THE REQUEST:
Write out the listing below again, substituting "cloudy sky" for every "overcast sky" and leaving everything else unchanged.

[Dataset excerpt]
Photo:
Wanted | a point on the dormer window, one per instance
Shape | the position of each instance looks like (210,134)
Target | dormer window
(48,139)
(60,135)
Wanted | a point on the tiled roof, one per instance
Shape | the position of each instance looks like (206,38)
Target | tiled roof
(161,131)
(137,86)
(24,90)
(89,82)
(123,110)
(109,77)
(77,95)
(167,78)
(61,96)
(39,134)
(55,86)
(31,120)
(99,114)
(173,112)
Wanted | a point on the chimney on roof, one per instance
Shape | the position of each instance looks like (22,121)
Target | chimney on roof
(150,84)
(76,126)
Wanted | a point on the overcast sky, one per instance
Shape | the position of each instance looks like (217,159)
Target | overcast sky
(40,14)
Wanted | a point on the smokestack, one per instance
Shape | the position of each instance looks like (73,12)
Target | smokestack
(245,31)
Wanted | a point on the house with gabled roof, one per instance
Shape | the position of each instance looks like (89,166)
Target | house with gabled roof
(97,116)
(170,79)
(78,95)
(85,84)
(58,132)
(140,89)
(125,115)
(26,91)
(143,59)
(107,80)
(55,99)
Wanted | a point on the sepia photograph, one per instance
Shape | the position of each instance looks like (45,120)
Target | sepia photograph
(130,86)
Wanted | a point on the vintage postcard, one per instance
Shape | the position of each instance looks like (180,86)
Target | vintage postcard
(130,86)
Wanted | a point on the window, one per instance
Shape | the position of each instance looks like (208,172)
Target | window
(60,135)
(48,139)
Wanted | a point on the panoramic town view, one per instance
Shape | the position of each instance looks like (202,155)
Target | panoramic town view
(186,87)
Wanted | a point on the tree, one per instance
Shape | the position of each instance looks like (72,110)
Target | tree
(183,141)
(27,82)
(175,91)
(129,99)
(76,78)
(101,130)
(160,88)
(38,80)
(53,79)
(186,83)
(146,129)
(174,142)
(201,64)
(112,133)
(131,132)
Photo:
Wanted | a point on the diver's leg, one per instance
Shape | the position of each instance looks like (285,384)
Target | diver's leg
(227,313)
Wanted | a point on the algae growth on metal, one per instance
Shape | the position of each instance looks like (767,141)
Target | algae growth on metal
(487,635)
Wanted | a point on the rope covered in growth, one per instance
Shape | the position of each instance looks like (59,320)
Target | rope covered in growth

TASK ANSWER:
Photo:
Wanted | a point on the dormer window, one per instance
Shape | the position of each instance looks like (210,134)
Target | dormer window
(48,139)
(60,135)
Wanted | a point on the tiled roof, one per instance
Shape | the position of each instance looks like (206,38)
Target | tiled roof
(161,131)
(137,86)
(24,90)
(89,82)
(123,110)
(109,77)
(77,95)
(167,78)
(61,96)
(39,134)
(55,86)
(31,120)
(99,114)
(173,112)
Wanted | a point on the chimney on roof, one per instance
Shape | the position of each instance looks like (22,121)
Target | chimney on roof
(150,84)
(76,126)
Wanted | a point on the cloudy sky, one per instance
Shape | the position of each instance looks like (217,159)
Target | cloudy sky
(40,14)
Wanted | a point on the smokestack, one per instance
Shape | the position of each instance looks like (73,12)
Target | smokestack
(245,31)
Wanted | a point on the house with gabled roof, one per instance
Shape | the position of each instance looks like (89,166)
Target | house with gabled roof
(97,116)
(170,79)
(78,95)
(85,84)
(58,132)
(140,89)
(125,115)
(26,91)
(143,59)
(107,80)
(55,99)
Wanted | a point on the sepia photograph, one per instance
Shape | the position of each instance looks like (45,120)
Target | sepia photograph
(130,86)
Wanted | a point on the vintage postcard, one per instance
Shape | the position of each instance looks like (180,86)
Target | vintage postcard
(130,86)
Wanted | a point on the window, one per instance
Shape | the position of each instance looks like (208,172)
Target | window
(60,135)
(48,139)
Wanted | a point on the panoramic town view, one per instance
Shape | the position of each instance looks like (202,155)
Target | panoramic town view
(186,87)
Wanted | a point on the tree, one per instance
Shape | the position of each instance looks like (72,110)
Target | tree
(183,141)
(27,82)
(175,91)
(129,99)
(76,78)
(101,130)
(160,88)
(38,80)
(53,79)
(186,83)
(146,129)
(174,142)
(201,64)
(112,133)
(131,132)
Photo:
Wanted | a point on the diver's leg, one per instance
Shape | the position of each instance looks like (285,384)
Target | diver's leg
(227,313)
Wanted | a point on the algae growth on metal, one per instance
Shape | the position of each instance looks like (767,141)
Target | algae growth on metal
(487,635)
Wanted | a point on the rope covered in growth, one per instance
Shape | the position of each instance looks like (59,320)
Target | rope covered in growth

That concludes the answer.